**TEXTE CITÉ:**
■ ■ ■
L'incendie de Vissoie
L'incendie de Vissoie
Dans les archives de Léon Monnier se trouve le rapport écrit par Jean-Marie de Chastonay, sous-préfet du district de Sierre et futur Conseiller d'Etat. Son analyse minutieuse adressée aux autorités cantonales permet de prendre conscience de l'ampleur de l'incendie du 21 septembre 1880 qui a détruit le tiers du village de Vissoie. Pour une meilleure lisibilité, j'ai ajouté des intertitres entre crochets.
- La lettre transcrite ci-dessous, page 1 de 4
Sierre, le 23 septembre 1880
Au Département de l’Intérieur du Canton du Valais, Sion
Monsieur le Conseiller d’Etat,
Conformément à votre dépêche du 22 courant, je me suis rendu hier à Vissoie, accompagné du gendarme Vannay, pour constater l’étendue de l’incendie et m’enquérir sur les besoins des sinistrés.
[Le tiers du village en fumée !]
L’incendie dont on ignore encore les motifs, s’est déclaré dans la nuit du 20 au 21 septembre, vers les 2 heures du matin ; il a commencé dans une grange, où quelque passant aura probablement couché, située dans un massif de constructions en bois entre la vieille tour épiscopale Theytaz, l’église paroissiale et la maison communale. Grâce au calme de la température et au secours énergique et intelligent des populations voisines, Vissoie a été sauvée d’une destruction générale. L’église paroissiale dont le toit avait pris feu, le bureau de l’état civil dans la maison construite en pierres de M. le Capitaine Monnier et la maison de Commune sont sauvés. La vieille tour épiscopale est brûlée à l’intérieur, les quatre murs sont encore bons et il serait à désirer qu’on prit des mesures pour la conservation de ce monument historique.
■ ■ ■
**CONSIGNE A:** D'après le texte cité, à quelle heure l'incendie de Vissoie s'est-il déclaré ?
**CONSIGNE B:** Peux-tu réécrire sous forme de liste JSON de chaînes, une par ligne, les lignes des enregistrements allant de celle qui contient "segment(query) returns the" jusqu'à celle qui contient "599], [977, 453]]]", incluse ? Laisse les images en dehors de la réponse.
■ ■ ■
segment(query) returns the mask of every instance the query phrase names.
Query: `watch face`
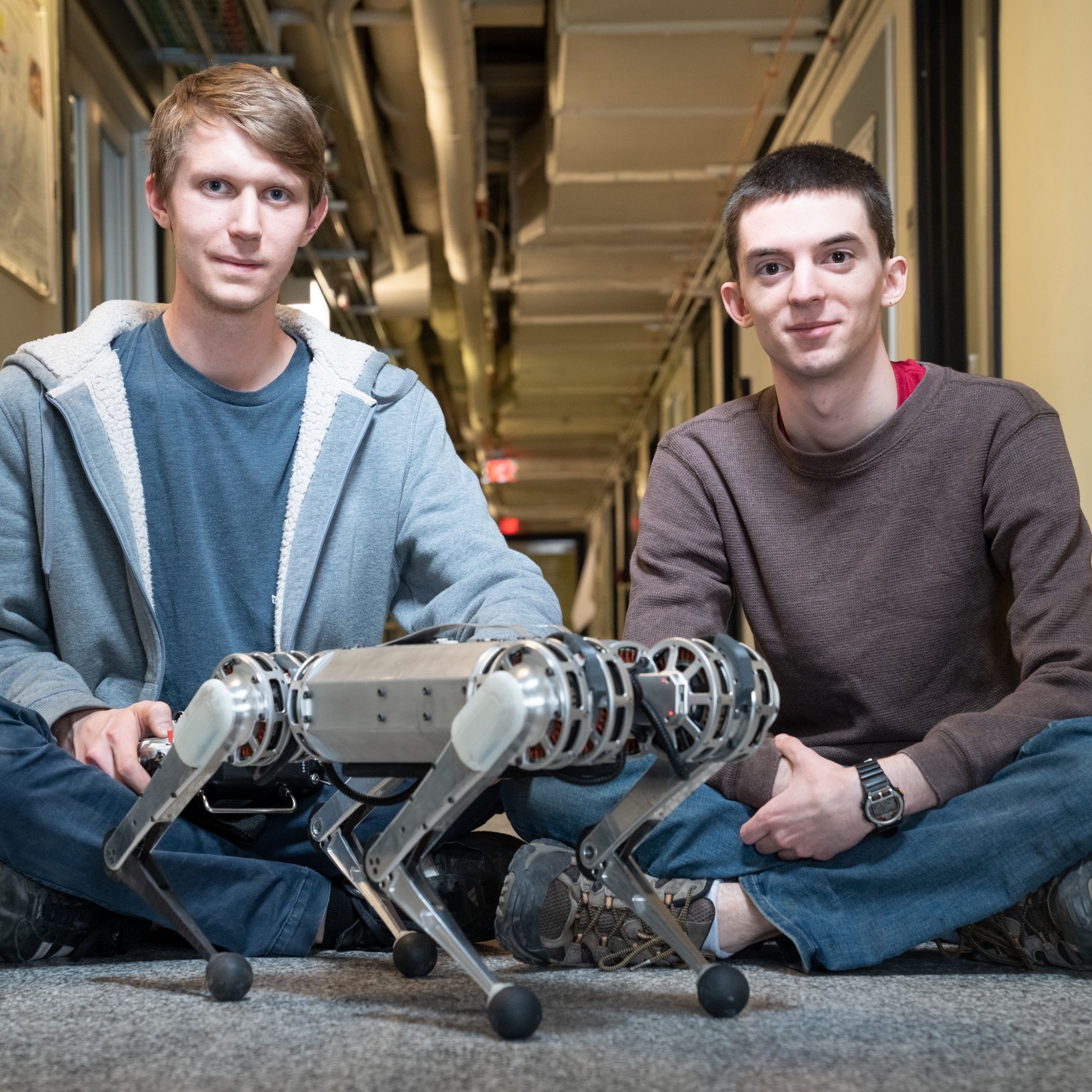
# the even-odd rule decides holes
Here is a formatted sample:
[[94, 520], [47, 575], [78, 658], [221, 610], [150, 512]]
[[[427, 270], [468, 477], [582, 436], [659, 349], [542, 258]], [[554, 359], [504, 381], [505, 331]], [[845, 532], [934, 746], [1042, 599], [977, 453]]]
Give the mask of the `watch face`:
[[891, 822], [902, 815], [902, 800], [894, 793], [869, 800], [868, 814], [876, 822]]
■ ■ ■
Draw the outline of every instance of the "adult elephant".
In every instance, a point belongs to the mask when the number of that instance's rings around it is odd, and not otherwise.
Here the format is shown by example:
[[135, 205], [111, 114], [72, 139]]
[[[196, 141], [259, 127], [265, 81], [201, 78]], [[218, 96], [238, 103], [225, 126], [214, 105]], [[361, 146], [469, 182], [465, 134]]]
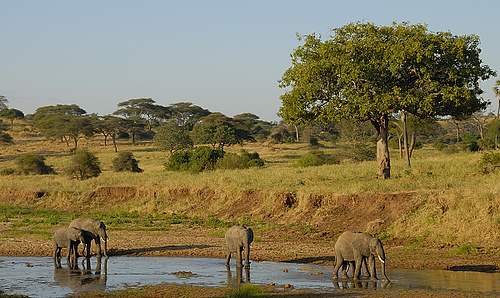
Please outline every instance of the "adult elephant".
■ ■ ■
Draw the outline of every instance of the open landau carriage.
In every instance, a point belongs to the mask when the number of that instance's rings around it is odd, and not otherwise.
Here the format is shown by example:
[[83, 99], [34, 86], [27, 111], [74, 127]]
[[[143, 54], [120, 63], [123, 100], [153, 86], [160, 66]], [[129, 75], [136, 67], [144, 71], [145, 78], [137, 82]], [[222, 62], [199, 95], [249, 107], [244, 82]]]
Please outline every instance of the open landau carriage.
■ ■ ■
**RÉPONSE A:** Vers 2 heures du matin, dans la nuit du 20 au 21 septembre 1880.

**RÉPONSE B:**
[
  "segment(query) returns the mask of every instance the query phrase names.",
  "Query: `watch face`",
  "# the even-odd rule decides holes",
  "Here is a formatted sample:",
  "[[94, 520], [47, 575], [78, 658], [221, 610], [150, 512]]",
  "[[[427, 270], [468, 477], [582, 436], [659, 349], [542, 258]], [[554, 359], [504, 381], [505, 331]], [[845, 532], [934, 746], [1042, 599], [977, 453]]]"
]